Problem requirements |
Below are the records; restate all of them exactly.

Supplied records |
Segment Open
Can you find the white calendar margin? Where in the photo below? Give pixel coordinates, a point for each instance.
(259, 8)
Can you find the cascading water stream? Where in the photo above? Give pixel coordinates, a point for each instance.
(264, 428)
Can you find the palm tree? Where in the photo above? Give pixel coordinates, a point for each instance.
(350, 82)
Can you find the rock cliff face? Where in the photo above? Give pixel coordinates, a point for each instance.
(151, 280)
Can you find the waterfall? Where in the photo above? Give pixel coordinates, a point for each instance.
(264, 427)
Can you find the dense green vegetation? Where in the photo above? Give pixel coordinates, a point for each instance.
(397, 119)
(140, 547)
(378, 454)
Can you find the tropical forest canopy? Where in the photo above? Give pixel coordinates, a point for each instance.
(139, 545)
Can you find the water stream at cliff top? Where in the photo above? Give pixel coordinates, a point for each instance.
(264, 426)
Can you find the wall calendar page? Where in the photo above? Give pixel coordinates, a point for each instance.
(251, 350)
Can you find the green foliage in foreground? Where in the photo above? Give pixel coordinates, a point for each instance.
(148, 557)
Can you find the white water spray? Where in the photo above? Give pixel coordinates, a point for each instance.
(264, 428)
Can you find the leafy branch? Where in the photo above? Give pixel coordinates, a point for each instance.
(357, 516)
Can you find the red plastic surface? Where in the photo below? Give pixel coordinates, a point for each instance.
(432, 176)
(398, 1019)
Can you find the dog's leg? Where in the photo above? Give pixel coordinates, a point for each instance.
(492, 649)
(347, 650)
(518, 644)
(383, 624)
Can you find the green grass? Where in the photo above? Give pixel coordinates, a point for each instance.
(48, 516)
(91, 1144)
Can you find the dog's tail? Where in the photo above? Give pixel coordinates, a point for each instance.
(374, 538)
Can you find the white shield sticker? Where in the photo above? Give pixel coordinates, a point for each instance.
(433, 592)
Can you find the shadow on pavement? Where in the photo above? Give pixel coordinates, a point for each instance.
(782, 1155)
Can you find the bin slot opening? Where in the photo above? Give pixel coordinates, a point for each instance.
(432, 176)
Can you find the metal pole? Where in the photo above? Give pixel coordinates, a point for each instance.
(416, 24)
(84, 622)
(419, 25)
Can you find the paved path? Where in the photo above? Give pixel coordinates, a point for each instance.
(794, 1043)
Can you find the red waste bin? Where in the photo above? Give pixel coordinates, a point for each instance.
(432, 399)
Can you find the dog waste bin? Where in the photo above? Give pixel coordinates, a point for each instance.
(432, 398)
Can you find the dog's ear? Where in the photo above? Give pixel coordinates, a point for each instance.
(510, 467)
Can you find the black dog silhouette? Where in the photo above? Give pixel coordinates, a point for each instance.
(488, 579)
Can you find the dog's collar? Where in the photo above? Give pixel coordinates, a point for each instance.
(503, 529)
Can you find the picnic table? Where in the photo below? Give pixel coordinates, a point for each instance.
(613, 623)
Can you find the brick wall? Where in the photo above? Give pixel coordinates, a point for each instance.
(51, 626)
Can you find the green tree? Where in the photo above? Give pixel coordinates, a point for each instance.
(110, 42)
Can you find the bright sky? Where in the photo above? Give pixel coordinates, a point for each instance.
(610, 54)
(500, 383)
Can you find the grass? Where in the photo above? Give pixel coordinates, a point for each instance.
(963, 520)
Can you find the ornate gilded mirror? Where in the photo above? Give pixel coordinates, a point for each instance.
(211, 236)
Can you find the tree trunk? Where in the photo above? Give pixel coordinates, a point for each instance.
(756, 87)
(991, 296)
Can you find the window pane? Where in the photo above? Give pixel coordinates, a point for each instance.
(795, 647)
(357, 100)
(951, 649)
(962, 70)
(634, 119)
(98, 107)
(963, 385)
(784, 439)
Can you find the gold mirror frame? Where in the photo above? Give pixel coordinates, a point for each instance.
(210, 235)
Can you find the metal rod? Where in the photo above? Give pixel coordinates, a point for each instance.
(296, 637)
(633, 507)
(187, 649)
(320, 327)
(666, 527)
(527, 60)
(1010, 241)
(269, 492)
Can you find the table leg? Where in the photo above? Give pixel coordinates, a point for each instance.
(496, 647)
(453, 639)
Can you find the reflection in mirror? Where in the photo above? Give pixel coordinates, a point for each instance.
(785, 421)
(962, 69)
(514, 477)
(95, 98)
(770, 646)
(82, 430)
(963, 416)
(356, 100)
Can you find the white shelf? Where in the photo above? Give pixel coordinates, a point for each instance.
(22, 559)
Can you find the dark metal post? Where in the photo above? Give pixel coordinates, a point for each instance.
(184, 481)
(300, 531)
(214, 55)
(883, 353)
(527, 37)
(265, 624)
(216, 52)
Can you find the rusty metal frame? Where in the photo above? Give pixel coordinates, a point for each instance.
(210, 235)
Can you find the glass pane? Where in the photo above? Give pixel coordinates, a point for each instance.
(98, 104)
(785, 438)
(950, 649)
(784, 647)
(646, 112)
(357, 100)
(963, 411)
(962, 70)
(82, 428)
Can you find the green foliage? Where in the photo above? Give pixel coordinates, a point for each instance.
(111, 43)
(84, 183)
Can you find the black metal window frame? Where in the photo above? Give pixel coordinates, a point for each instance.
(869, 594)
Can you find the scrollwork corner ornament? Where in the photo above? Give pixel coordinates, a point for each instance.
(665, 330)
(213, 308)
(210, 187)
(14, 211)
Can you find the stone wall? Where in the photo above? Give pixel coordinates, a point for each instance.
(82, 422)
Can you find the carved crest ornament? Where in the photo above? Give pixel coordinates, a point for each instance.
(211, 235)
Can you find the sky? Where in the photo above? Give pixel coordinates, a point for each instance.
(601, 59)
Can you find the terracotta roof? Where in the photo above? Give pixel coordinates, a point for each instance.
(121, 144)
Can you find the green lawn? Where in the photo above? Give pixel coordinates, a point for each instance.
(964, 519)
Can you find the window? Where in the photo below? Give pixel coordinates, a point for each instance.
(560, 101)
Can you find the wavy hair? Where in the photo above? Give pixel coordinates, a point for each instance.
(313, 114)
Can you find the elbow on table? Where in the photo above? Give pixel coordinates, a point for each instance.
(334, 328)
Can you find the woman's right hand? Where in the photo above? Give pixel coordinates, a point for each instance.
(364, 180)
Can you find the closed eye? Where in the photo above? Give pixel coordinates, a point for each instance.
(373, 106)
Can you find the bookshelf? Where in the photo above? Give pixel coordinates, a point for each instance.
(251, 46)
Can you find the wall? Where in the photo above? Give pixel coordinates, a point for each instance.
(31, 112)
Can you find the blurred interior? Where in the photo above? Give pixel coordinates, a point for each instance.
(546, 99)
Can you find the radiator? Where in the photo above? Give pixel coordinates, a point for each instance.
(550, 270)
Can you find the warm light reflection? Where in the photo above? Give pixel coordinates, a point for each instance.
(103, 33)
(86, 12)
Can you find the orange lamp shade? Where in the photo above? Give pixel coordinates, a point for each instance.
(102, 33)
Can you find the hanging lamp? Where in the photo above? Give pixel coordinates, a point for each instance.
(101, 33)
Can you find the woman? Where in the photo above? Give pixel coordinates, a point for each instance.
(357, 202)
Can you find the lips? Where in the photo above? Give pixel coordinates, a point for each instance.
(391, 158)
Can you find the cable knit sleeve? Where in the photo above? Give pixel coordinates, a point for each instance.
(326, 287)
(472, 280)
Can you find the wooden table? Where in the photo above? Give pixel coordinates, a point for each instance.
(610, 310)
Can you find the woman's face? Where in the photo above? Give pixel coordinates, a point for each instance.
Segment Closed
Solution |
Can you find the white calendar margin? Where in the photo below? Give pixel coordinates, a point for each instance.
(259, 8)
Can you find the cascading water stream? Where in the photo above? Give pixel coordinates, a point for each instance.
(264, 428)
Can you find the palm tree? Where in the photo above? Give pixel coordinates, a point for each instance.
(350, 82)
Can you find the rock cliff face? Where in the photo above? Give pixel coordinates, a point for each instance.
(151, 280)
Can you find the waterfall? Where in the photo above? Give pixel coordinates, a point for each instance.
(264, 427)
Can you find the dense green vegetation? Where in the photo above? Give pixel coordinates, a point for each instance.
(397, 119)
(140, 547)
(378, 454)
Can you find the tropical forest canopy? Where in the photo above? Give pixel coordinates, a point for each instance.
(139, 545)
Can you find the water stream at cliff top? Where in the photo above? Give pixel coordinates, a point for each instance.
(264, 426)
Can you find the wall calendar page? Where in the photo above? Give pixel coordinates, a point for each instance.
(251, 350)
Can you find the green foliage in foreground? Where in the photo above? Give pixel coordinates, a point for each instance.
(148, 557)
Can you find the white water spray? Where in the photo above? Give pixel coordinates, a point for each instance.
(264, 428)
Can you find the leafy branch? Where in the photo above? Give pixel coordinates, a point for each instance.
(357, 516)
Can you find the red plastic surface? Where in the photo below? Give pixel coordinates, a point for each instance.
(432, 176)
(398, 1019)
Can you find the dog's leg? Where in the photo above? Give pixel coordinates, a point for each instance.
(492, 649)
(347, 650)
(518, 644)
(383, 624)
Can you find the green grass? Where in the photo above? Give pixel coordinates, a point for each instance.
(48, 516)
(91, 1144)
Can you find the dog's tail? Where in the photo above? Give pixel coordinates, a point for each instance.
(374, 538)
Can you find the white shield sticker? Where in the photo above? Give pixel coordinates, a point for each instance.
(433, 592)
Can you find the shadow on pavement? Where in the photo above? Give pixel coordinates, a point for each instance.
(782, 1155)
Can you find the bin slot opening? Where in the photo above? Give pixel coordinates, a point for each instance.
(432, 176)
Can you find the metal pole? Where in the photo above? Give pixel coordinates, a point for each instance.
(416, 24)
(84, 622)
(419, 25)
Can you find the paved path? Where in the photo above? Give pixel coordinates, a point for each instance.
(794, 1043)
Can you find the red waste bin? Where in the photo above? Give pixel coordinates, a point for each instance.
(432, 399)
Can you find the dog waste bin? Where in the photo above? Give pixel coordinates, a point for each instance.
(432, 398)
Can you find the dog's ear? Where in the photo above? Give pixel coordinates, a point for each instance.
(510, 467)
Can you find the black dog silhouette? Where in the photo above? Give pixel coordinates, a point for each instance.
(488, 579)
Can you find the dog's collar? Where in the photo above? Give pixel coordinates, a point for each instance.
(503, 529)
Can you find the picnic table? Where in the photo below? Give pixel coordinates, a point for each instance.
(613, 623)
Can you find the brick wall? Where in the photo above? Give pixel coordinates, a point for each instance.
(51, 626)
Can you find the green tree? Where in the photo above? Give pixel coordinates, a point for each instance.
(110, 42)
Can you find the bright sky? Where in the photo above? Give pixel coordinates, a point for each instance.
(610, 54)
(500, 383)
Can you find the grass? Where in the photo above? Give pixel coordinates, a point for each instance.
(963, 520)
Can you find the ornate gilded mirror? Where in the photo above? Give pixel coordinates, a point for each instance.
(211, 236)
Can you find the tree trunk? Where in the photo above? Give pixel coordinates, a point for each instance.
(756, 87)
(991, 296)
Can you find the window pane? Where in the photo above? Give pixel coordinates, a point for each instance.
(795, 647)
(357, 100)
(951, 649)
(962, 70)
(634, 119)
(98, 107)
(963, 385)
(784, 439)
Can you find the gold mirror frame? Where in the photo above? Give pixel coordinates, a point for each instance.
(210, 235)
Can you find the metal rod? Where in the photo above? Give pixel coordinates, a point for each instance.
(296, 637)
(633, 507)
(187, 649)
(320, 327)
(666, 527)
(527, 60)
(1010, 241)
(269, 492)
Can you find the table leg? Where in the photo above? Give pixel coordinates, a point for each instance.
(496, 647)
(453, 639)
Can you find the reflection in mirror? Where in the photo above? Give pixel coordinates, a point for each instance.
(785, 421)
(962, 69)
(514, 477)
(95, 98)
(770, 646)
(82, 430)
(963, 416)
(356, 100)
Can you find the white shelf? Where in the photo above? Give pixel coordinates, a point for each instance.
(22, 559)
Can you find the dark metal post? Where in the photo above? Give pixel coordinates, a point for each instance.
(184, 481)
(300, 531)
(214, 55)
(883, 353)
(527, 37)
(265, 624)
(216, 52)
Can you find the rusty metal frame? Where in the photo above? Give pixel coordinates, a point for each instance.
(210, 235)
Can you find the glass pane? Where in the photo above? Give pixel coordinates, a point for each instance.
(98, 104)
(785, 438)
(950, 649)
(784, 647)
(646, 112)
(357, 100)
(963, 411)
(962, 70)
(82, 428)
Can you find the green foliage? Where in the photo above? Give pixel coordinates, a point for each instance.
(111, 43)
(84, 183)
Can you find the black metal window frame? Where in the photo above? Give pixel coordinates, a point for each instance.
(869, 594)
Can you find the scrollwork corner ornament? Where in the photo above? Give pixel coordinates, a point for each instance.
(665, 330)
(213, 308)
(210, 187)
(14, 211)
Can you find the stone wall? Where in the photo above? Give pixel coordinates, a point for each instance.
(82, 422)
Can you find the carved crest ornament? Where in the photo above? Give pixel coordinates, a point for each instance.
(211, 235)
Can you find the sky? Where in the photo above? Give pixel coordinates, a point for each instance.
(601, 59)
Can you find the terracotta roof? Where in the photo above? Give pixel coordinates, a point for each instance.
(121, 144)
Can you find the green lawn? Where in the photo above? Give pixel coordinates, a point for each instance.
(964, 519)
Can you find the window? Where in the photo below? Give pixel coordinates, a point for each instance.
(560, 101)
Can you find the wavy hair? Where in the photo above? Give pixel coordinates, a point for each instance.
(313, 114)
Can you find the elbow on table? Where in the photo above? Give pixel coordinates, a point for each instance.
(334, 328)
Can you find the woman's right hand? Where in the photo above? Give pixel coordinates, a point for each instance.
(364, 180)
Can you find the closed eye? Where in the photo above? Give pixel coordinates, a point for each instance.
(373, 106)
Can you find the bookshelf? Where in the photo above? Give pixel coordinates, a point for each instance.
(251, 46)
Can you find the wall? Where in the photo above? Give pixel coordinates, a point for each instance.
(31, 112)
Can you find the blurred interior? Where in the photo above? Give pixel coordinates, a point for each instance.
(546, 99)
Can you find the radiator? Where in the photo above? Give pixel coordinates, a point for each instance.
(550, 270)
Can you find the warm light reflection? Where in the photo above? Give pixel coordinates, a point for each instance.
(103, 33)
(86, 12)
Can you find the orange lamp shade? Where in the photo above? Give pixel coordinates, a point for each instance.
(102, 33)
Can you find the hanging lamp? Where in the photo above? Give pixel coordinates, a point for each instance.
(101, 33)
Can you find the woman? Where in the photo above? Give pixel coordinates, a point for each instance.
(357, 202)
Can you find the lips? Where in the photo above? Give pixel coordinates, a point for each instance.
(391, 158)
Can you find the cable knit sleeve? Where in the photo above? Give pixel coordinates, a point for each instance.
(326, 287)
(472, 280)
Can you find the wooden table? Where in the photo above? Give pixel coordinates, a point for each instance.
(610, 310)
Can you find the woman's face? Where in the photo above? Give pixel coordinates, a point for each instance.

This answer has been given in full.